I am fortunate enough that my financial budget allows for us to have a family membership with English Heritage. Whilst visiting Market Bosworth over the summer of 2021, my husband and I decided to pound said membership and visit Ashby de la Zouch castle.
It is a ruins, and some parts of it due to Covid restrictions were inaccessible, but it is set in the most beautiful grounds and we enjoyed walking around and taking on board the nine hundred year old history of the site – in a prior life it had been a manor as many were and had been converted into a castle in the mid 1400’s by William Hastings, aka Lord Hastings who had fought alongside King Edward IV at the Battle of Towton and held some very important roles in the royal household.
Those of you with knowledge of the Wars of the Roses may recognise that name, he was the same Lord Hastings who Richard III had executed for treason in the June of 1483, many say it is because he was scared of Hastings and thought he would stop his "seizing" of the throne.

▸ Given entries
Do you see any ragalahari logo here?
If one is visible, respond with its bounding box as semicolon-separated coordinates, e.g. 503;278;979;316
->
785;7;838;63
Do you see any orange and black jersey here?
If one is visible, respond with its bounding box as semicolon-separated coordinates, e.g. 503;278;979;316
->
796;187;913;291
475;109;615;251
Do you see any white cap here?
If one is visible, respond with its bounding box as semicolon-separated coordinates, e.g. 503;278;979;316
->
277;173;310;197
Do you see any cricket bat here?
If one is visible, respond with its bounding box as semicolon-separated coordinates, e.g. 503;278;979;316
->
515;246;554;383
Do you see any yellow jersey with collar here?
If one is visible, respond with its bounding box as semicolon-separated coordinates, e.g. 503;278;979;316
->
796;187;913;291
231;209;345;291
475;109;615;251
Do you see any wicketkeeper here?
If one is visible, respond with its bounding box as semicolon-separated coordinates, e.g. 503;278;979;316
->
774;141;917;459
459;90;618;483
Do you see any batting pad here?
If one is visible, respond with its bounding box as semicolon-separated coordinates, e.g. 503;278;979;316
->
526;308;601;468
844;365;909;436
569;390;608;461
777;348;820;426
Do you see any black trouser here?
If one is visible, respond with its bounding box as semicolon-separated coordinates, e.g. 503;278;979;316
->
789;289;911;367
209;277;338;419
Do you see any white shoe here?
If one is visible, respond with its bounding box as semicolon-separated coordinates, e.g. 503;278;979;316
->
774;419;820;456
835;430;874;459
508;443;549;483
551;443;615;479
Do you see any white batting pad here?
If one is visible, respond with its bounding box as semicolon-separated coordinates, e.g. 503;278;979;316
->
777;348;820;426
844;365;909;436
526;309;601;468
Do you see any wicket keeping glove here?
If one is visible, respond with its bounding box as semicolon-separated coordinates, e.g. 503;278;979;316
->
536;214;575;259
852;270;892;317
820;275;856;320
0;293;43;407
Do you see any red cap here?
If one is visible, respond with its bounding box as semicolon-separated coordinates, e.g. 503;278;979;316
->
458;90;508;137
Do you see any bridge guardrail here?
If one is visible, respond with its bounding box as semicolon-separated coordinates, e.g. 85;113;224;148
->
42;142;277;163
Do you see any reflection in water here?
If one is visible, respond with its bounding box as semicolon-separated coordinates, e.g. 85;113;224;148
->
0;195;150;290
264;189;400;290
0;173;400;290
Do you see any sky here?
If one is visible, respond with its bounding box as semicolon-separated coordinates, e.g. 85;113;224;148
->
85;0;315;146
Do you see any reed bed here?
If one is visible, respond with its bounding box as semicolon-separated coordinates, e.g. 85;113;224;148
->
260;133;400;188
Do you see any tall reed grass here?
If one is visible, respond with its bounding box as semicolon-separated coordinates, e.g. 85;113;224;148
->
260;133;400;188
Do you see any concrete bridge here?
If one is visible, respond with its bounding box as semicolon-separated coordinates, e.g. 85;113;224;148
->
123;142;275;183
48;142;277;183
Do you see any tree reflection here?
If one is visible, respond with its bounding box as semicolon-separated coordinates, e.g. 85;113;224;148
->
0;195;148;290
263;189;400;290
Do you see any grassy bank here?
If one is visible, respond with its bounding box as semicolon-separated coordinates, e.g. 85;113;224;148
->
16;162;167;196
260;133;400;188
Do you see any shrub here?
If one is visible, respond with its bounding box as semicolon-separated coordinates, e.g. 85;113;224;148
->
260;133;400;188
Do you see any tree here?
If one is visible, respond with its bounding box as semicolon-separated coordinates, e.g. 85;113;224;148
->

▸ Problem 1
In the Ashby de la Zouch castle text, rewrite the passage between "It is a ruins, and" and "of the throne.", inclusive, replacing "Lord Hastings" with "Baron Hastings".
▸ Problem 2
Answer these questions about the Ashby de la Zouch castle text:
(a) In which summer did the visit take place?
(b) Who converted the manor into a castle?
(c) In what month and year was Lord Hastings executed?

▸ Answer 1
It is a ruins, and some parts of it due to Covid restrictions were inaccessible, but it is set in the most beautiful grounds and we enjoyed walking around and taking on board the nine hundred year old history of the site – in a prior life it had been a manor as many were and had been converted into a castle in the mid 1400’s by William Hastings, aka Baron Hastings who had fought alongside King Edward IV at the Battle of Towton and held some very important roles in the royal household.
Those of you with knowledge of the Wars of the Roses may recognise that name, he was the same Baron Hastings who Richard III had executed for treason in the June of 1483, many say it is because he was scared of Hastings and thought he would stop his "seizing" of the throne.

▸ Answer 2
(a) The summer of 2021.
(b) William Hastings, also known as Lord Hastings.
(c) June 1483.